**Problem to work on:**
Rescale the material below from the line containing "for horse's foreleg" through the end of the material, repeating only those lines, requests included. Multiply every bounding-box coordinate by 1.2 and round to whole numbers, with halves rounded up.
== Material for the task
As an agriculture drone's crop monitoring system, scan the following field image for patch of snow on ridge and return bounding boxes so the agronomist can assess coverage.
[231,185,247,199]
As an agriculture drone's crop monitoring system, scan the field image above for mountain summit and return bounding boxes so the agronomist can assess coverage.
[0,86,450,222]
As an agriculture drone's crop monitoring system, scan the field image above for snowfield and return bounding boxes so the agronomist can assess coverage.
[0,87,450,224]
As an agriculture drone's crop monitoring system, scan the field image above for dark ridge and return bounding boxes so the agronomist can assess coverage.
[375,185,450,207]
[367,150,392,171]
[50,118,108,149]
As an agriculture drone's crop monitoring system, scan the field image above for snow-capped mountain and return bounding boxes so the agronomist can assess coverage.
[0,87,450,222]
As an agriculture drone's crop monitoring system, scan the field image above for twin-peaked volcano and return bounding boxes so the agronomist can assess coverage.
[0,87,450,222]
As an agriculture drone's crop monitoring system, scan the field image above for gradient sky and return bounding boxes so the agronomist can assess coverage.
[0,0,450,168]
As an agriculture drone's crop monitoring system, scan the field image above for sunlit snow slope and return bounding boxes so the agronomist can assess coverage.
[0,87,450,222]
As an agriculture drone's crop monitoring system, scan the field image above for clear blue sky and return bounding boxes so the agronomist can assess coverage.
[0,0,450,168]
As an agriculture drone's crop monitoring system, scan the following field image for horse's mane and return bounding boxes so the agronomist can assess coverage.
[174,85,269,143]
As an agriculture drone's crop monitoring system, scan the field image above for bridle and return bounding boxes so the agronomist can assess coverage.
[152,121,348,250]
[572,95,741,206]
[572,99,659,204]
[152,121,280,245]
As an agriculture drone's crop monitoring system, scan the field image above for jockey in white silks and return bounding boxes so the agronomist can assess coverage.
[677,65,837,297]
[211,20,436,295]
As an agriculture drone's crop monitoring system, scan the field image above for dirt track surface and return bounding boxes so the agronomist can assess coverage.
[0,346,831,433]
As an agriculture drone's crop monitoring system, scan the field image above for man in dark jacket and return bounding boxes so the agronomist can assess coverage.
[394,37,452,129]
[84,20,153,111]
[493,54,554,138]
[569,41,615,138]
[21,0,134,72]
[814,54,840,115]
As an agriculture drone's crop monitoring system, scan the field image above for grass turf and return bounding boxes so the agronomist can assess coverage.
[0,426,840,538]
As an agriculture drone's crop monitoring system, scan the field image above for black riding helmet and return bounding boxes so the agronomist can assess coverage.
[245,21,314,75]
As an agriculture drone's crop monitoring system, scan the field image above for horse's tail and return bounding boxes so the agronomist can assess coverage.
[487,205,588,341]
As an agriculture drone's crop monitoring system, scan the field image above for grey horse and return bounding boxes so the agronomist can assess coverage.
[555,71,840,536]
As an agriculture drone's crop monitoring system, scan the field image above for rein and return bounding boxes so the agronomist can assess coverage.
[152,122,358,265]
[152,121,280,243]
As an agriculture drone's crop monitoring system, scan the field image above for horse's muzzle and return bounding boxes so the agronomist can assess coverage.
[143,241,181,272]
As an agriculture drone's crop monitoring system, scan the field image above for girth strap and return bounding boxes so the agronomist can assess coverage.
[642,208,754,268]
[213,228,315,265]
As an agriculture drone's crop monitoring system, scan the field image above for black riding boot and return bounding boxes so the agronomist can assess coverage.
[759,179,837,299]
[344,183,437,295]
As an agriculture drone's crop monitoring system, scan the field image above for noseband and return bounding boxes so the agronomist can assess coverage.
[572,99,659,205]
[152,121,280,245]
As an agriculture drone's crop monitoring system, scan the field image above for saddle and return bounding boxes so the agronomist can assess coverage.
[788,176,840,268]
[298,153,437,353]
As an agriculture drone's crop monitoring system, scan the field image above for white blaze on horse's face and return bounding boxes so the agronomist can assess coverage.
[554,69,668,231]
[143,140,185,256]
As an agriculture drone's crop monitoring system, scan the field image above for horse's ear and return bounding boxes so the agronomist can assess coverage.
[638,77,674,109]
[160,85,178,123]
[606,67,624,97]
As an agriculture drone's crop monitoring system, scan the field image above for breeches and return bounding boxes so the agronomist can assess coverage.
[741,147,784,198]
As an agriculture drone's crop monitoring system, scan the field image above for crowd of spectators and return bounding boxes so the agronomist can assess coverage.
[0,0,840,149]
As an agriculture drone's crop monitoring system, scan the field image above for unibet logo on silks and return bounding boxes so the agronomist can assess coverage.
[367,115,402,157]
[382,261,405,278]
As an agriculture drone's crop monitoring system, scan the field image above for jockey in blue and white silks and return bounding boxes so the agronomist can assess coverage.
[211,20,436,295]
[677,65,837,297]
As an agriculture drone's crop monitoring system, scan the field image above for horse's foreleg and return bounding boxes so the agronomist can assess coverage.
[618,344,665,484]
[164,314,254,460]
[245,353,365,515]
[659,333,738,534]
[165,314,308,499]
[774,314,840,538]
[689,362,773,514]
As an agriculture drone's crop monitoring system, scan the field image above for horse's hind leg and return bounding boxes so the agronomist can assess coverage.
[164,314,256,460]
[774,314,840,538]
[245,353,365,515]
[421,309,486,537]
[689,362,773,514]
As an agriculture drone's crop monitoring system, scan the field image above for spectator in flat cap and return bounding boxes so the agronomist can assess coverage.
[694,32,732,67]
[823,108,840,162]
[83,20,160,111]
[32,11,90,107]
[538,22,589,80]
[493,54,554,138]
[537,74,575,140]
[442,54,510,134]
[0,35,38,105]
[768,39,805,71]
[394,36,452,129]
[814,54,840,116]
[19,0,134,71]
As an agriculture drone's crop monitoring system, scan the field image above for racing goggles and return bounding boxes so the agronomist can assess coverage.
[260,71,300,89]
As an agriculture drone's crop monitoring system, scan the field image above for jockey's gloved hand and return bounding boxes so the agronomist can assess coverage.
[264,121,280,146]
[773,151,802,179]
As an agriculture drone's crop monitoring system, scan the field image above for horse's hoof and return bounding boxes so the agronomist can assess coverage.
====
**Exercise output:**
As an agriculture drone's crop monitoring system, scan the field image above for horse's foreleg and return bounding boxes so the agronomist can assess coverage.
[742,413,798,581]
[197,377,305,552]
[294,424,438,618]
[791,400,886,641]
[198,377,370,599]
[929,377,1008,646]
[827,434,928,617]
As an agriculture drone's crop monitoring system, scan the field image above for horse's hind leg and return bounding boxes so the agronomist can assess coverage.
[197,377,307,552]
[929,377,1008,646]
[294,424,438,618]
[505,371,583,644]
[827,434,928,617]
As an agriculture drone's crop monitoring system, scan the field image above for spectator in flat cap and return bounding boxes so the agronomist can assess coverage.
[833,38,878,80]
[988,130,1008,194]
[100,24,192,133]
[38,13,108,128]
[646,26,707,96]
[592,65,665,166]
[644,89,690,168]
[530,65,612,161]
[0,42,46,126]
[922,47,966,85]
[473,43,542,155]
[977,65,1008,139]
[23,0,161,85]
As an agriculture drone's crop monitoring system, scan the field image above for racing goggles and return bounding boxes so the agronomist can assess coverage.
[312,85,360,107]
As an agriculture drone's crop monitoring system, scan the field image above for jockey's gloved hand and return bounding boxes so the agronomist can assess coverage.
[317,145,336,175]
[928,181,962,215]
As an agriculture drone's crop monitoring system, scan the field image above for horse's hoof and return bounding boxes so the agronomist can assess coverage.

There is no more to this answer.